Photo-based referring expression data
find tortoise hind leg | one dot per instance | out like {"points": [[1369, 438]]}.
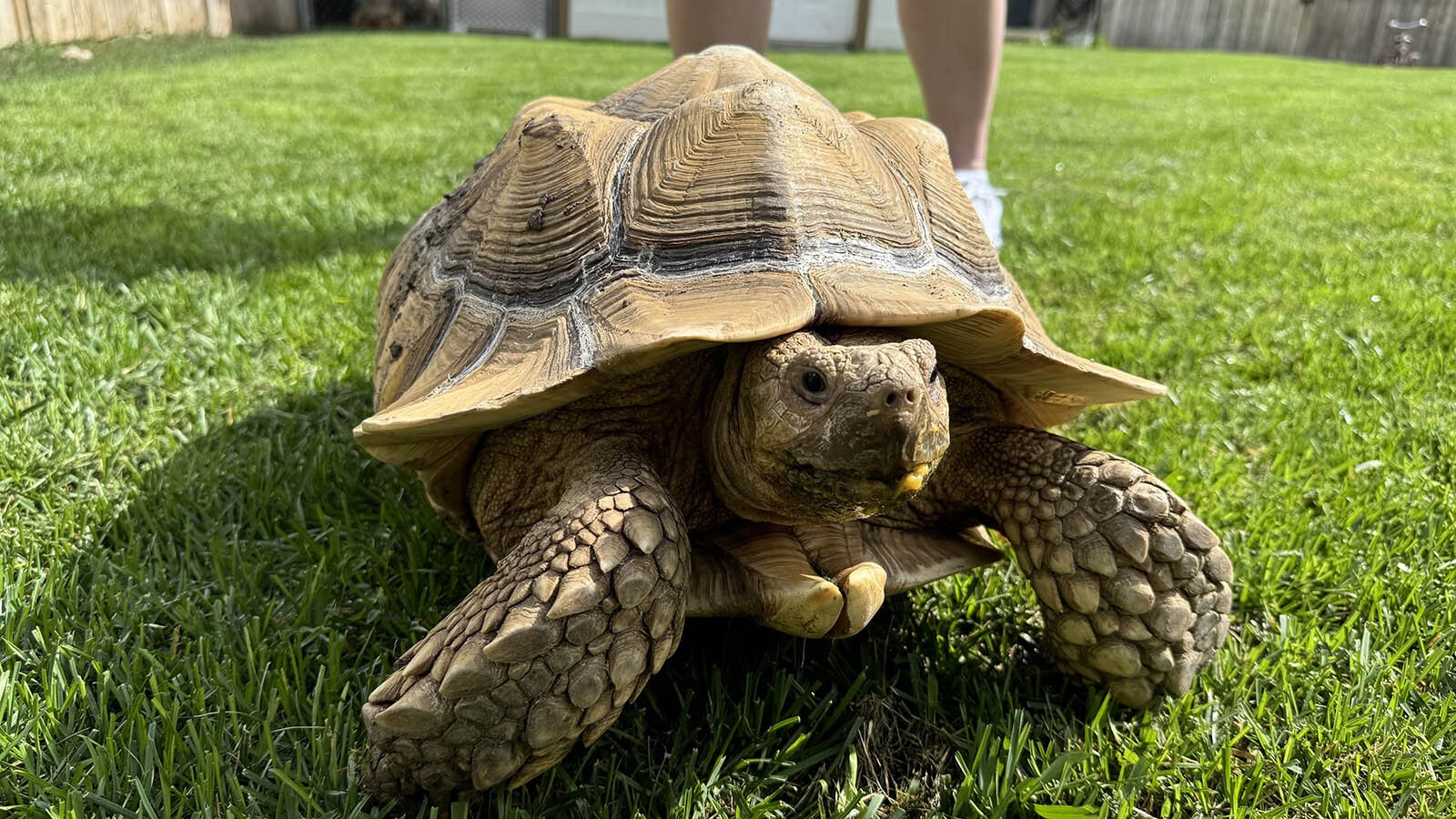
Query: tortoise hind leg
{"points": [[548, 649]]}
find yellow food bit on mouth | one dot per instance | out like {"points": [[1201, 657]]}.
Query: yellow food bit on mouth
{"points": [[915, 479]]}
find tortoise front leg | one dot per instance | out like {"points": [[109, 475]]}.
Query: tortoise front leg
{"points": [[1133, 586], [548, 649]]}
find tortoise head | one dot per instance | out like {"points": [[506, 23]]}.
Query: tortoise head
{"points": [[813, 429]]}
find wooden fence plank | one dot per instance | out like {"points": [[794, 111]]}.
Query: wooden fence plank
{"points": [[1332, 29]]}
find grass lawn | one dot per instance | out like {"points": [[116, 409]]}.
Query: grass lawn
{"points": [[203, 576]]}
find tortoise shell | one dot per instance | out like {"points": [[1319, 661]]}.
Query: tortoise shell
{"points": [[720, 200]]}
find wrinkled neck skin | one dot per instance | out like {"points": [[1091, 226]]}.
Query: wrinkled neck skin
{"points": [[742, 487]]}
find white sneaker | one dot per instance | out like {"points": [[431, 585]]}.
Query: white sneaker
{"points": [[986, 200]]}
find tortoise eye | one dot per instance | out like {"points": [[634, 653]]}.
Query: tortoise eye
{"points": [[813, 385]]}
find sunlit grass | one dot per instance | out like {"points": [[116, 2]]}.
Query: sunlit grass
{"points": [[203, 576]]}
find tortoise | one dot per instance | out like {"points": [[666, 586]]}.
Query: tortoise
{"points": [[711, 347]]}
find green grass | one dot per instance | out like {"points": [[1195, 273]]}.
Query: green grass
{"points": [[203, 576]]}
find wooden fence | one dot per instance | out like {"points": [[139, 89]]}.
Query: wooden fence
{"points": [[1331, 29], [63, 21]]}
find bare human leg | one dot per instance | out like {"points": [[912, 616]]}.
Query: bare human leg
{"points": [[956, 47]]}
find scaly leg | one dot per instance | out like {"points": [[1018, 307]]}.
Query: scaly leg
{"points": [[1135, 589], [548, 649]]}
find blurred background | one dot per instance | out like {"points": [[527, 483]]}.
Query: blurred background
{"points": [[1354, 31]]}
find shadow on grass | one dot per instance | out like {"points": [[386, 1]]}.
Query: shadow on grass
{"points": [[124, 244], [281, 570]]}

| What is required |
Exactly as written above, print every record, and keep the pictures out.

| Reply |
find tortoise hind leg | one dot per instance | out like {"points": [[1369, 438]]}.
Query: tortoise hind leg
{"points": [[548, 649]]}
find yellow food bit on mouth | one dot per instance | out like {"points": [[1201, 657]]}.
Query: yellow food bit on mouth
{"points": [[915, 479]]}
find tortoise front leg | one dot per instance | out like {"points": [[109, 475]]}.
Query: tortoise front leg
{"points": [[1133, 586], [548, 649]]}
find tortoise head | one dot per instance | out like {"points": [[506, 23]]}.
Query: tortoise head
{"points": [[813, 429]]}
find wooden fence plank | one dot per instance | out like {"points": [[794, 111]]}.
Query: wooden fence plank
{"points": [[1332, 29]]}
find grass lawn | one dot per instance | out like {"points": [[116, 409]]}.
Query: grass lawn
{"points": [[203, 576]]}
find tortoise shell | one dot per instance | out like {"points": [[1319, 661]]}.
Query: tortoise shell
{"points": [[720, 200]]}
find wrinkled neck skin | one dot per instance | out like {"points": [[1091, 226]]}.
Query: wrinkled neck skin
{"points": [[742, 487]]}
find white sneaker | one dot per instance | out like {"points": [[431, 585]]}.
Query: white sneaker
{"points": [[986, 200]]}
find tortoise eye | one dot per instance | out like {"points": [[634, 653]]}.
Query: tortoise eye
{"points": [[813, 385]]}
find sunlit grass | one dot per instance | out like {"points": [[116, 2]]}.
Query: sunlit grass
{"points": [[203, 576]]}
find tortoise | one dot per instance | out like {"points": [[666, 586]]}.
Query: tortoise
{"points": [[711, 347]]}
find green grass | one dot per instance | out like {"points": [[1195, 273]]}.
Query: green grass
{"points": [[203, 576]]}
find wooden fence | one dot per instance | out like {"points": [[139, 89]]}.
Query: wooden fence
{"points": [[1331, 29], [63, 21]]}
find bare human leg | one dot per instance | out like {"points": [[912, 616]]}.
Query: bare human leg
{"points": [[956, 47]]}
find scaly leg | one dot per instance | out like {"points": [[1018, 307]]}.
Query: scaly leg
{"points": [[1135, 589], [548, 649]]}
find blurred background | one dot per instance | out like {"points": [[527, 483]]}.
Query: blurred background
{"points": [[1354, 31]]}
find shadow on grass | one dot per instance | out like {"points": [[386, 1]]}.
Query: shadow on grass
{"points": [[124, 244], [281, 570]]}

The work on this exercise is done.